start

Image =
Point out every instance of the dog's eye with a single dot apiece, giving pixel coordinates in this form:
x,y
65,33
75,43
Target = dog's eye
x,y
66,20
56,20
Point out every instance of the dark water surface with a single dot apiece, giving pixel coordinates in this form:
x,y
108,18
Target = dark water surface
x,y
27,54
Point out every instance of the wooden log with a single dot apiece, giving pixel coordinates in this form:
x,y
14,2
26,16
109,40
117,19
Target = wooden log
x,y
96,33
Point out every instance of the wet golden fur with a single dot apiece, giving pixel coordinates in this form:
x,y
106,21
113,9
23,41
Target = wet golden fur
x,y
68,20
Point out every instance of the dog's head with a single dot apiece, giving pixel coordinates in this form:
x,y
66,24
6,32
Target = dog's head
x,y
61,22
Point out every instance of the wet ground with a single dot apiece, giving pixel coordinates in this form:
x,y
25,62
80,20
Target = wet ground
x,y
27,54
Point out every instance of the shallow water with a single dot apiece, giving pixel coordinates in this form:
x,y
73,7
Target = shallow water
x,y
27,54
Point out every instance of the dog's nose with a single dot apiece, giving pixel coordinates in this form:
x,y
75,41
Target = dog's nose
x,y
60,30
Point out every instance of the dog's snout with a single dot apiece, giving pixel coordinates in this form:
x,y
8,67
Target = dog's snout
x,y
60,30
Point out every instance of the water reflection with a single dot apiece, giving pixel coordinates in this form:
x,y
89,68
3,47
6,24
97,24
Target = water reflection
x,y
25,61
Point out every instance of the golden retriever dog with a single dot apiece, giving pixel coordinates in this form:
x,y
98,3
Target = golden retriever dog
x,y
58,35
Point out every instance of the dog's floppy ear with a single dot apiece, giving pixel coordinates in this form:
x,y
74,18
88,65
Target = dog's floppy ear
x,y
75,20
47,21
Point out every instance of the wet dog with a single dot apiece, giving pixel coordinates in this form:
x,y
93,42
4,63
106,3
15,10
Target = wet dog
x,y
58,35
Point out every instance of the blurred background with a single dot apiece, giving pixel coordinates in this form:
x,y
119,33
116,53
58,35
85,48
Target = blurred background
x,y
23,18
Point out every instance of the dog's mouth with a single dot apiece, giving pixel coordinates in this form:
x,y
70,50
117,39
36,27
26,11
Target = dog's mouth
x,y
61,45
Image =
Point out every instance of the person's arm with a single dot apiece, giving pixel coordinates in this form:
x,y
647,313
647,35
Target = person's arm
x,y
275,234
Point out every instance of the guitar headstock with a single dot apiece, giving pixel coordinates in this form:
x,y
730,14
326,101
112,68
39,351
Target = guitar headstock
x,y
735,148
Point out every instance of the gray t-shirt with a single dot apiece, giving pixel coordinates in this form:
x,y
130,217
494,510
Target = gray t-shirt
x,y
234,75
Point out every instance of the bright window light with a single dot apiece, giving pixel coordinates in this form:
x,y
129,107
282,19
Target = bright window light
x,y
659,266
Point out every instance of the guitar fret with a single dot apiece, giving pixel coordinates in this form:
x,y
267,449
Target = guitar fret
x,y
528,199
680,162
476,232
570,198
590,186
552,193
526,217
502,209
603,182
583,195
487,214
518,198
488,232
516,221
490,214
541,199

end

» **THE EXERCISE**:
Add 97 to every coordinate in the answers and write out the rows above again, starting at the line that contains "Point out every instance of the dog's mouth" and ending at the end of the rows. Keep all other lines, including the numbers outside the answers, unchanged.

» **EXERCISE SOLUTION**:
Point out every instance of the dog's mouth with a single dot apiece, giving pixel coordinates in this form:
x,y
70,50
117,39
36,27
26,11
Target = dog's mouth
x,y
158,142
Image =
Point out every instance of the person's arm with a single dot apiece, giving pixel coordinates in this form:
x,y
647,313
647,35
Target = person's arm
x,y
372,331
Point out every instance of the guitar headstock with a single dot apiece, giving pixel coordinates in this form:
x,y
730,14
326,101
112,68
39,351
Target = guitar headstock
x,y
832,245
Point out every instance of the gray t-shirt with a single dot apiece, giving pixel coordinates in this form:
x,y
130,217
494,510
Target = gray t-shirt
x,y
331,172
Point out every instance of the bright window light with a single dot apiece, giving pixel coordinates in this form:
x,y
129,107
282,19
Target = bright window light
x,y
756,363
Point out every instance of the guitar fret with a single dot apiece, giving pixel coordinates in this form:
x,y
267,449
Target = guitar fret
x,y
625,296
777,259
573,329
667,295
687,283
649,290
623,314
599,306
700,279
680,292
584,311
615,295
585,329
613,318
587,311
638,296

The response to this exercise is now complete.